(Bounding box annotation entries)
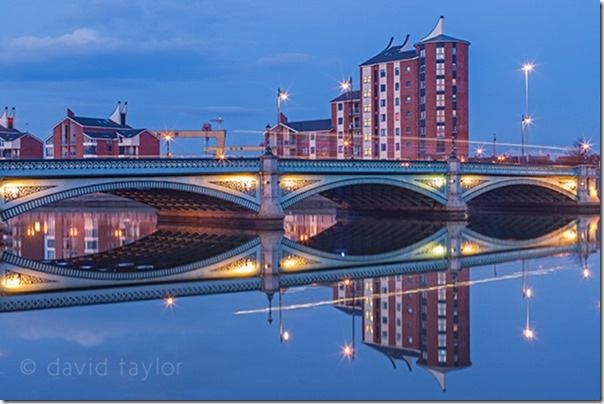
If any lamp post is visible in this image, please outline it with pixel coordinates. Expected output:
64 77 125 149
520 63 535 163
340 77 354 159
162 132 174 158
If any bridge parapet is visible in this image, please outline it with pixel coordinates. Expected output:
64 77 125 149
0 158 260 178
279 159 447 174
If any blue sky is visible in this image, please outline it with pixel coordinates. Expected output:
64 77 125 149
0 0 600 152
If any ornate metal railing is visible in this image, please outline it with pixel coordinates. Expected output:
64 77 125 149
460 163 578 176
279 159 447 173
0 158 260 177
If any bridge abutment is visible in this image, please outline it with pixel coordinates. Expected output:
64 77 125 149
446 158 468 218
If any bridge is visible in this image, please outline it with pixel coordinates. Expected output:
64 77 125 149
0 216 599 312
0 153 600 227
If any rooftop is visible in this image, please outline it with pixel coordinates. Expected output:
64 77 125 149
71 116 132 129
330 90 361 102
283 119 332 132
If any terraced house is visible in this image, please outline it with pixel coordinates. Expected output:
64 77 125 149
45 102 160 159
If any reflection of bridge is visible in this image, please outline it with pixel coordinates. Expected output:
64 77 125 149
0 155 599 221
0 217 599 311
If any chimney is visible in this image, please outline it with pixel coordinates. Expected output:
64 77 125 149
0 107 8 128
120 101 128 126
6 107 15 129
109 101 122 125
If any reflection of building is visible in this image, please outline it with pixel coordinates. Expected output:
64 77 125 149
3 209 157 260
283 213 337 242
267 17 470 160
46 103 159 159
333 269 471 390
0 108 43 159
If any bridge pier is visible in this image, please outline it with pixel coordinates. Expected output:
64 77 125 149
258 230 284 323
445 158 468 218
257 150 285 229
577 165 600 207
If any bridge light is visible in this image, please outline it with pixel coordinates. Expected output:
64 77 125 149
2 272 21 289
522 63 535 73
562 229 577 241
340 80 351 92
522 327 535 340
4 185 19 199
164 296 176 307
432 244 445 256
342 344 354 359
229 259 257 275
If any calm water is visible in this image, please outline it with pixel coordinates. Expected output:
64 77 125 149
0 206 601 400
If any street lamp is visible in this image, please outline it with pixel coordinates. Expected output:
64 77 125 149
520 63 535 162
162 132 174 158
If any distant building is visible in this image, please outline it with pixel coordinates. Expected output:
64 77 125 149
0 107 44 159
46 102 160 159
267 17 470 160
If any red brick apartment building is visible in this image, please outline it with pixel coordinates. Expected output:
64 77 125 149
46 102 160 159
0 107 44 159
266 17 470 160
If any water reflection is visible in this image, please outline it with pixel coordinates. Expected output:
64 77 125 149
0 208 600 391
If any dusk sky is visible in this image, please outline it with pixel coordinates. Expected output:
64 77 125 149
0 0 600 152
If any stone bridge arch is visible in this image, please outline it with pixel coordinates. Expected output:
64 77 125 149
0 178 260 221
462 177 577 205
280 175 447 209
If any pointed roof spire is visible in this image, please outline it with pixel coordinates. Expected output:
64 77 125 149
416 15 470 45
0 107 8 128
421 15 445 42
109 101 122 125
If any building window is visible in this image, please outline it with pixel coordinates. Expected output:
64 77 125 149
436 94 445 107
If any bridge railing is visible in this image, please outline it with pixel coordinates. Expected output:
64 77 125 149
0 158 260 177
279 159 447 173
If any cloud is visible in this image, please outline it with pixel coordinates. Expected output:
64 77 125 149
256 52 313 66
0 27 210 63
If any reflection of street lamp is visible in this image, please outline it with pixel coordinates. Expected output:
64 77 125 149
520 63 535 163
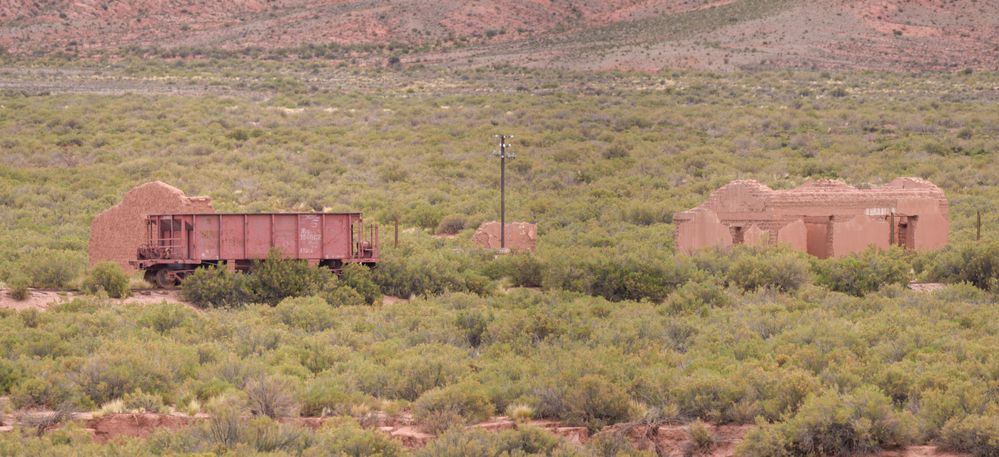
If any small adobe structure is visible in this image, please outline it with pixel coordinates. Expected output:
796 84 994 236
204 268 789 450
673 178 949 258
90 181 215 271
472 221 538 252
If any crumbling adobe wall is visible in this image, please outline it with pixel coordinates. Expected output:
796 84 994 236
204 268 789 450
90 181 215 271
472 221 538 252
674 178 950 257
673 208 732 254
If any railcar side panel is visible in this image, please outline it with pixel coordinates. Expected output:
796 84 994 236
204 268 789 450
323 214 352 259
246 214 274 259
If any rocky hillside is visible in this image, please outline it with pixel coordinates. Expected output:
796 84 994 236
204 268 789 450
0 0 999 70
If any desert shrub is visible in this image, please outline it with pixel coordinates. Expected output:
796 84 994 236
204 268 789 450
413 382 495 433
122 389 164 413
243 375 299 418
543 257 694 302
564 375 631 431
199 396 247 450
437 214 465 235
728 250 810 292
10 376 83 409
21 248 87 288
339 263 382 305
583 433 657 457
274 296 336 333
82 262 131 298
685 419 715 455
664 281 732 314
506 403 534 422
416 427 499 457
940 415 999 457
416 427 568 457
672 370 745 422
374 249 493 297
923 241 999 290
181 266 251 308
496 427 560 455
243 416 312 453
384 344 468 400
137 303 194 333
302 377 363 416
319 284 367 307
455 309 493 347
71 333 198 404
248 249 332 306
483 254 544 287
813 247 911 297
0 359 24 395
739 388 915 457
305 418 407 457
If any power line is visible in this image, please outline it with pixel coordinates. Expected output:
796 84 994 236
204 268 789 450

Exercise prompt: Reproduce the material from the line containing "If any ornate" through the line containing "0 153 600 227", increasing every bounding box coordinate in the answers by 44 and keeping the requests and their sample output lines unchanged.

Output for this task:
If any ornate metal railing is visible in this image, please outline it with pixel coordinates. Expected output:
64 77 125 149
504 207 622 220
323 203 491 217
44 202 304 221
If any bridge abutment is visible in this image, please outline it with pixel coordinates. Expected output:
64 77 125 149
490 202 512 262
If any bridge is visible in this image, please outline it with pixel coordinates. Expected output:
64 77 125 149
44 260 643 356
44 197 644 271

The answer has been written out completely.